> Work instruction
Nothing but the pictures should be dropped when the records are transcribed word for word.

※ ※ ※

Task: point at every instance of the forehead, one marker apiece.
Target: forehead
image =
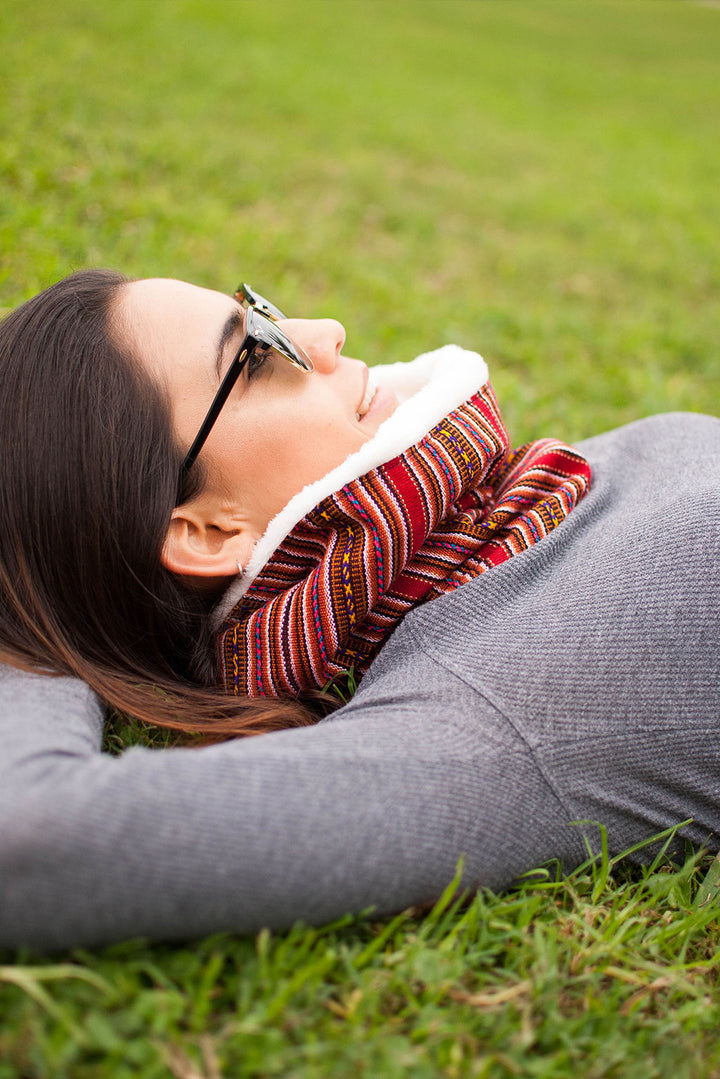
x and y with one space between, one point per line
173 327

※ ※ ※

> Response
Task: point at every instance of the forehead, one marker apiece.
Target: forehead
image =
x and y with one space between, one point per line
173 327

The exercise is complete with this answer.